> TEXTE EXTRAIT:
◆ ◆ ◆ ◆ ◆ ◆ ◆
Janine Altounian n’est pas psychanalyste.
Dans cette distinction qu’elle aime inscrire dans sa rencontre avec les psychanalystes, « je suis une analysante », elle nous convoque au lieu vivant de notre pratique, celui qui suppose que l’un ne va pas sans l’autre. L’analyste est aussi et restera toujours un analysant, et c’est dans cette dialectique mobile aux visages identificatoires multiples qu’il trouve et crée sa place, continuellement.
Janine Altounian « n’aime pas écrire » dit-elle et n’a « jamais eu envie d’écrire ». Et pourtant ! Son parcours articule la nécessité d’en passer par l’écriture comme lieu de rencontre possible entre ce qui de l’intime, d’une indicible transmission traumatique et le travail de culture peut trouver sa part visible, reconnaissable et partageable.
« Traduire pour hériter », pour aimer son héritage, avec et au-delà la marque traumatique de celui-ci. Il faut donc parfois en passer par cet exercice de traduction convoquant l’autre comme témoin pour éviter à l’expérience traumatique de poursuivre son travail d’attaque et d’isolation du sujet, d’une génération à une autre.
Pénélope fait et défait chaque nuit le linceul de son beau-père Laërte pour signifier son refus du meurtre de ce qui l’affilie à son époux. Il faut recommencer chaque nuit la tâche artisanale dans une lutte solitaire et répétée entre la destructivité et la vie qui résiste. Donner place, corps, à l’absent, et non au disparu qui n’a ni place, ni corps.
◆ ◆ ◆ ◆ ◆ ◆ ◆
> DONNÉES:
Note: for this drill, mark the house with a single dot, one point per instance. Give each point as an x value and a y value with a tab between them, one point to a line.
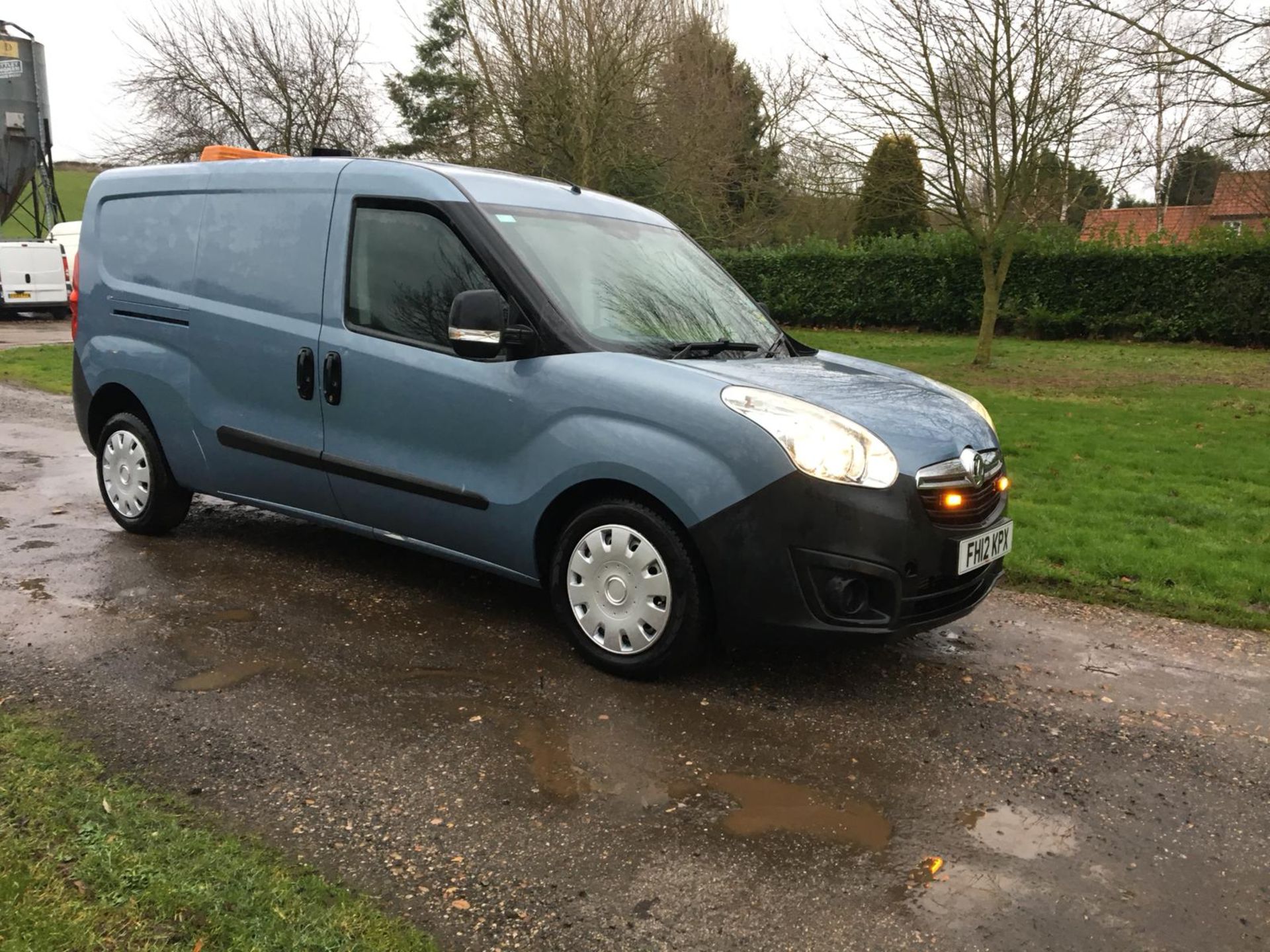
1240	201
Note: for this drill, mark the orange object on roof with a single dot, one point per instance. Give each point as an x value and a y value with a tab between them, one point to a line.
◆ ◆ ◆ ◆ ◆ ◆ ◆
> TÂCHE À RÉALISER:
Retranscrivez sans modification le passage du texte sur Janine Altounian qui commence à « Dans cette distinction » et se termine à « sa place, continuellement. ».

> TÂCHE ACCOMPLIE:
Dans cette distinction qu’elle aime inscrire dans sa rencontre avec les psychanalystes, « je suis une analysante », elle nous convoque au lieu vivant de notre pratique, celui qui suppose que l’un ne va pas sans l’autre. L’analyste est aussi et restera toujours un analysant, et c’est dans cette dialectique mobile aux visages identificatoires multiples qu’il trouve et crée sa place, continuellement.